◆ DIRECTIONS ◆
Write out the entire listing below exactly, with the pictures left out.
* * * *
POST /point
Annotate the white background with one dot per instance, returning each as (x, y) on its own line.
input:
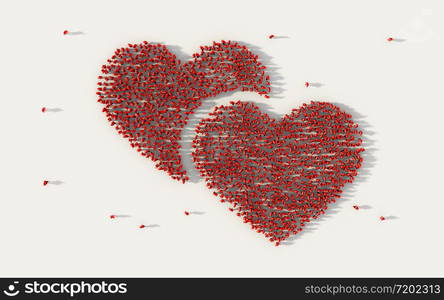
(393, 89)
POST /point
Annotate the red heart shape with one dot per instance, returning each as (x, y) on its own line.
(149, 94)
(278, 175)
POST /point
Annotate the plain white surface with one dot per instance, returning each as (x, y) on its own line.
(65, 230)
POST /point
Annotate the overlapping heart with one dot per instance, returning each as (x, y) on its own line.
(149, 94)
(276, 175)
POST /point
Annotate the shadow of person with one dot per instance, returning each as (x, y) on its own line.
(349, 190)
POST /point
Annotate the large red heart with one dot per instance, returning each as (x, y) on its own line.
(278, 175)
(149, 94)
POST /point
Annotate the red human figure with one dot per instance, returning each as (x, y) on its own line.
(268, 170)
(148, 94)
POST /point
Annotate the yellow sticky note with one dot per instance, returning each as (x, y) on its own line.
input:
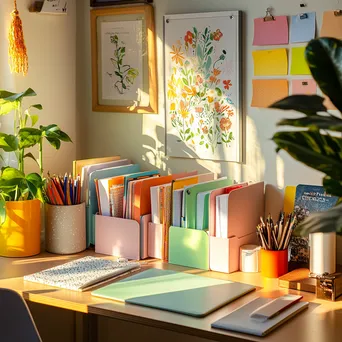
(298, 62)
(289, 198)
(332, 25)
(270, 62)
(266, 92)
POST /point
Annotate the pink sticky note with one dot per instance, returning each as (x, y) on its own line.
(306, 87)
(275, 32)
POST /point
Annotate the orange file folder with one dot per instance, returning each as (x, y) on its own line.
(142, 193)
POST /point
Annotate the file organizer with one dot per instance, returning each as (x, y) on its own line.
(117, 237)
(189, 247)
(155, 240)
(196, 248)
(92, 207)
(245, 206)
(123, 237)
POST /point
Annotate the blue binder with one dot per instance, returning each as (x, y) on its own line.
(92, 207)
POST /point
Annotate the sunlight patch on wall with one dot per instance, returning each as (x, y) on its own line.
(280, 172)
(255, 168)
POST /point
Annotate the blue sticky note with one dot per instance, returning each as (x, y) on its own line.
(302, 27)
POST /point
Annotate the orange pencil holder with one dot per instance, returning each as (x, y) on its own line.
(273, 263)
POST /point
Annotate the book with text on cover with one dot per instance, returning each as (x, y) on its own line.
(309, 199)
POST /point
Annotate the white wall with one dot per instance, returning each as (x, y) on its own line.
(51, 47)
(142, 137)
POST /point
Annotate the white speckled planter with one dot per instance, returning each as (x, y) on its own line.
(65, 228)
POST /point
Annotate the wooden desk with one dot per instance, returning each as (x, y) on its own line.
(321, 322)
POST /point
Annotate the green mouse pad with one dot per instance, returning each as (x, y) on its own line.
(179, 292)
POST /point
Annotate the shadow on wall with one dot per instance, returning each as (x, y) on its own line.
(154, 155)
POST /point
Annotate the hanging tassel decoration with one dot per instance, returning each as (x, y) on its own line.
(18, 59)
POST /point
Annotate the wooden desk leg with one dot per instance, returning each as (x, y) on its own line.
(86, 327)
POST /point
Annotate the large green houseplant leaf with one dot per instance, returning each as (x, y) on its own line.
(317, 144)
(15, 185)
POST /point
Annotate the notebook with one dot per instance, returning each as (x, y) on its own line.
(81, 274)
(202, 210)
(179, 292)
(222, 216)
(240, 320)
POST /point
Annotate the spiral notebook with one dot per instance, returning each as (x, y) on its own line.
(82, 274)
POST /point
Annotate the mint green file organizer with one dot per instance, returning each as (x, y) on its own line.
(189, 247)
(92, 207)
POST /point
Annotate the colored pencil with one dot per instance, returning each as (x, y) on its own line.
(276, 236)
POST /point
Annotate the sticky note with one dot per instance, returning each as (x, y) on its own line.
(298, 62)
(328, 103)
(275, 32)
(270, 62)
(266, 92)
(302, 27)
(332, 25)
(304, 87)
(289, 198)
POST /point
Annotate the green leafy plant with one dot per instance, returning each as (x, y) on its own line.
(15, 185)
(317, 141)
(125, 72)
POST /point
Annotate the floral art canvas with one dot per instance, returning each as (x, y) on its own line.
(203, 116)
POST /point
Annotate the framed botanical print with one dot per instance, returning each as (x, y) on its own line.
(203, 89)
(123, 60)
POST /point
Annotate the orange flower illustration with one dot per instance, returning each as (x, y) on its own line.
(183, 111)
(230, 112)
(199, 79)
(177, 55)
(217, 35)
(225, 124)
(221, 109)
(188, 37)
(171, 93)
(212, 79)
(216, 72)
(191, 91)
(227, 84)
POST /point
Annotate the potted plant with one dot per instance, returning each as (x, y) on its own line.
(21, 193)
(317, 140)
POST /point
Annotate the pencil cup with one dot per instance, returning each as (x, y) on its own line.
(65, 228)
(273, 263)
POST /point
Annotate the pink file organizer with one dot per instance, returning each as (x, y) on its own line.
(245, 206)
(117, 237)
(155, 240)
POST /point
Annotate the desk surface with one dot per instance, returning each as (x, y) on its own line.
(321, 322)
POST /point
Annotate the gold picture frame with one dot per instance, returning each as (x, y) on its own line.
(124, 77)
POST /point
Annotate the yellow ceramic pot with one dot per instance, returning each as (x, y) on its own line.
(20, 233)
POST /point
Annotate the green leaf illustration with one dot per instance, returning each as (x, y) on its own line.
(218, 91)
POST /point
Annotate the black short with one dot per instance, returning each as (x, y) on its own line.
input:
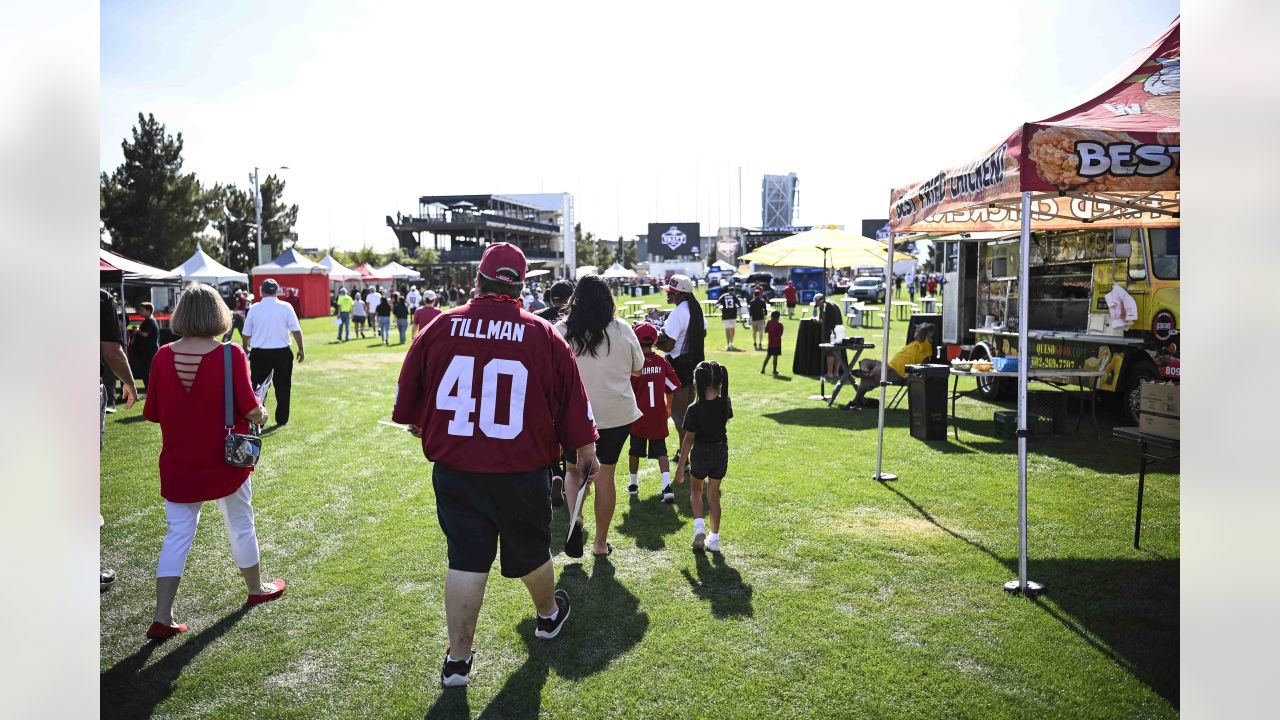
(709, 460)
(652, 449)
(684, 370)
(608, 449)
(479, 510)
* * * *
◆ RESULT BELOW ◆
POST /point
Annotate the white background with one dot per instance, returning each as (x, y) on its own line.
input:
(393, 89)
POST /point
Annotate the red heart shape with one dot per instance, returning each as (x, y) on its own line.
(149, 94)
(278, 175)
POST /point
Annotate the plain white surface with one dot per instance, returning each as (x, y) on its own line.
(65, 230)
POST /point
Annotate the overlapping heart with one dot per instance, returning each as (x, y) on its own line.
(149, 94)
(276, 175)
POST /point
Annotate the shadow of person with one dot per instance, returning each as (x, y) on its own line.
(349, 190)
POST /point
Annotate the large red heart with one dot per instance, returning each as (x, y) on its own line.
(278, 175)
(149, 94)
POST /point
Annotate the red human figure with one dot per instance, returning each as (x, y) on its own line.
(268, 170)
(148, 94)
POST /point
Annotate the yellow sticky note with one dot per instance, returning each as (x, y) on its own line.
input:
(298, 62)
(289, 198)
(332, 25)
(270, 62)
(266, 92)
POST /point
Annotate the pink sticky note with one dot per instance, returning each as (x, y) on its own line.
(306, 87)
(275, 32)
POST /point
Annotate the orange file folder with one dot per instance, returning each as (x, y) on its own line.
(142, 193)
POST /point
Annotate the file organizer with one dot per instance, returning each as (x, y) on its own line.
(117, 237)
(189, 247)
(155, 240)
(196, 248)
(92, 207)
(245, 206)
(123, 237)
POST /point
Annotate the blue binder with one dot per instance, returning each as (x, y) on its own line.
(92, 207)
POST /point
Annotate the sunlight patch on wall with one dot per instance, returning each as (x, y) on its own line.
(280, 172)
(255, 168)
POST /point
Annotate the blue sticky note with one dot per instance, returning each as (x, y) on its own line.
(302, 27)
POST /point
Annotate the orange pencil holder with one dot per instance, returning each as (x, y) on its own line.
(273, 263)
POST /point
Annotate the book with text on cover with one dot per instance, returning each as (x, y) on its own line.
(309, 199)
POST /point
Annotate the white wall with one dot per instance, returning each as (x, y) on its own line.
(51, 47)
(142, 137)
POST /point
Annotate the white speckled planter with one dot per instance, returning each as (x, y) on its own line.
(65, 228)
POST /point
Annotate the wooden desk with one dot per instance, returning each as (x, y) on its own line.
(321, 322)
POST /point
Annotate the green mouse pad with one dot per instance, returning each as (x, y) on its own line.
(179, 292)
POST /point
Annotate the shadow on wall with one dot per instance, returning each as (x, y) on its own line.
(154, 155)
POST /point
Annotate the hanging tassel decoration with one dot per instance, returning each as (x, y) on its own line.
(18, 59)
POST /point
Annotate the wooden desk leg with one dot per instance, returning each as (x, y) on its own line.
(86, 327)
POST /point
Annotate the large green houseplant leaf with one dot per instance, returning each as (x, y) on its own line.
(317, 144)
(15, 185)
POST /point
Annotate the notebook with one dot per instance, returning each as (x, y) on its own line.
(81, 274)
(202, 210)
(179, 292)
(222, 216)
(240, 320)
POST /point
Annotate the spiral notebook with one dot per instance, returning each as (x, y) on its own line.
(82, 274)
POST /point
Annotate the mint green file organizer with one dot per instance, returning each as (x, y) on its own line.
(189, 247)
(92, 207)
POST /point
Annotate the colored pencil with one dot per instance, returning each as (x, y) on its own line.
(276, 236)
POST /point
Annotate the sticky note with one dot per instance, returning each as (x, y) on its own line.
(298, 62)
(328, 103)
(275, 32)
(270, 62)
(266, 92)
(302, 27)
(332, 25)
(304, 87)
(289, 198)
POST /point
Annotate the green leafy plant with one dot per instance, returning each as (x, y) on its own line.
(15, 185)
(317, 141)
(125, 72)
POST /point
Annotate the floral art canvas with one dot per instance, returning each as (x, y) on its own line.
(203, 116)
POST /point
Annotate the framed botanical print with one dot per instance, returning each as (x, y) on its own line.
(203, 89)
(123, 60)
POST /point
Annotate the orange flower illustration with one dot per instance, returning each as (x, y) on its own line.
(183, 111)
(230, 112)
(199, 79)
(177, 55)
(217, 35)
(225, 124)
(221, 109)
(188, 37)
(171, 93)
(212, 79)
(216, 72)
(191, 91)
(227, 84)
POST /point
Annotate the potted plant with one dot per instance, returning each as (x, y) on its own line.
(21, 193)
(317, 140)
POST /point
Annotate the pencil cup with one dot per instance, returning each as (x, y) on its own line.
(65, 228)
(273, 263)
POST /point
Annotate the pink file organizer with one dot per instance, returning each as (x, y) on its own line.
(245, 206)
(117, 237)
(155, 240)
POST /point
Annotate the desk surface with one dot per instance, returning each as (x, y) on its own line.
(321, 322)
POST /point
Annotate the gold picture frame with one dot per instance, returning each as (x, y) on its own line.
(124, 77)
POST /point
Annotate the yellow ceramic pot with one dot per instance, returning each as (x, y) on its own line.
(20, 233)
POST /point
Annotate the green leaf illustration with one dot per instance, returning each as (x, y) on its own line.
(218, 91)
POST /point
Annotate the black short with one dot per instance, returning each as (x, y) on its own line.
input:
(709, 460)
(652, 449)
(684, 370)
(608, 449)
(479, 510)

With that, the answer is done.